▶ To be done
**1)** Decide whether each statement below agrees with the report on the Missouri legislative session. Answer yes or no for each, and quote the words of the report that settle it.
(a) Nixon said legislators approved at least eight bills in the session's last eight hours.
(b) Senate Bill 509 would lower the state's tax rate from 6 percent to 5 percent.
(c) Nixon supported the tax cut package.
**2)** Write the next part of the report on the Missouri legislative session, picking up after its final sentence.

▶ Quoted text
* start *
The Missouri House and Senate each spent the waning minutes of the legislative session embroiled in debate over a bill to nullify most federal gun laws.
But afterward, it was Gov. Jay Nixon who fired off the first post-session shots. His target was the General Assembly’s final-day spending spree.
In the last eight hours of the session, Nixon said, legislators approved at least eight bills calling for close to $500 million in new spending – which he called “irresponsible" since none of that new spending was accounted for in the budget that legislators had approved a week earlier.
His anger visible, Nixon asserted that the upshot was that the General Assembly “abysmally failed in one of its basic responsibilities” and had tossed a financial mess in his administration’s lap.
“This is a very wrong path, and I’m going to correct it,’’ the governor said tersely, alluding to his constitutional powers to cut, curtail or delay state spending to balance the state’s budget.
Nixon implied that he will veto many of the new spending bills, which ranged from tax breaks for data centers to tax exemptions for restaurants and farmers’ markets. He dubbed them “a cavalcade of new tax breaks,’’ which were detailed in a list circulated by state Budget Director Linda Luebbering.
Ironically, one of the General Assembly’s last acts this session was to place on the November ballot a proposed constitutional amendment to curb the governor’s power over state spending.
Legislators laud tax cuts and veto override
Nixon’s focus was almost entirely on the legislators' spending; he barely mentioned any of the session’s other legislative actions. The governor said he would address those issues later.
But those other matters – notably tax cuts, the "private option" in the student transfer bill, criminal code revisions and abortion restrictions – were touted by Republican leaders in both chambers in their post-session news conferences held before the governor lambasted their performance.
House Speaker Tim Jones and Senate President Pro Tem Tom Dempsey focused on what they viewed as the session’s major achievements – the General Assembly’s approval of a tax cut package estimated to cut state revenue by about $620 million a year when fully phased in. Nixon opposed it.
Jones lauded what he called “an historic veto override of historic tax reduction and reform legislation.” The beneficiaries, he said, will be average Missouri workers and businesses.
The tax cut in question, Senate Bill 509, calls for reducing the state’s tax rate from 6 percent to 5.5 percent over five years and phasing in a 25 percent deduction for business income over that same period. The cuts are to begin in 2017, but will go into effect only if state income increases by $150 million a year.
Dempsey highlighted the school-transfer bill, Senate Bill 493, that sets in place, among other things, a “private option” that would allow students to transfer from public schools to private, nonsectarian schools. The bill is aimed at addressing the expensive student transfers now underway because the Riverview Gardens and Normandy school districts have lost their accreditation.
* end *
▶ Information shown
* start *
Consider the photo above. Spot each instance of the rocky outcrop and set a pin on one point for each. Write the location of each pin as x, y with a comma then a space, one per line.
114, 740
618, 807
* end *
▶ Replies
**1)**
(a) Yes: "In the last eight hours of the session, Nixon said, legislators approved at least eight bills calling for close to $500 million in new spending"
(b) No: "reducing the state’s tax rate from 6 percent to 5.5 percent over five years"
(c) No: "Nixon opposed it."

**2)**
“The overwhelming bipartisan vote proved the legislature takes this transfer situation very seriously and was willing to step up and make the tough decisions,” said Dempsey. “We took time to fully debate and carefully construct this legislation to finally put a process in place that furthers our goal of providing a quality education for every child in the state of Missouri.”
The transfer bill now awaits Nixon’s action, with the governor hinting Friday that he might veto it as well. Nixon reaffirmed his belief that sending state money to private schools violates the state constitution. “I fail to see why it was necessary to have an experiment like that’’ in the bill, the governor said.
But when asked if he might call a special session to force a new approach to the transfer issue, Nixon retorted, “Today is not a particularly good day to ask me if I want to bring them back for additional action.”
Guns, tax breaks dominate final day
Although the state House and Senate tackled dozens of bills on Friday’s final day of the session – the House didn’t even break for lunch – much of the attention revolved around two bills addressing the same topic: guns.
The House approved a final version of gun-rights bill, passed earlier by the Senate, that lowers the state’s minimum age for carrying concealed weapons to 19 from 21 and allows the open carrying of firearms by any person with a valid concealed-carry permit.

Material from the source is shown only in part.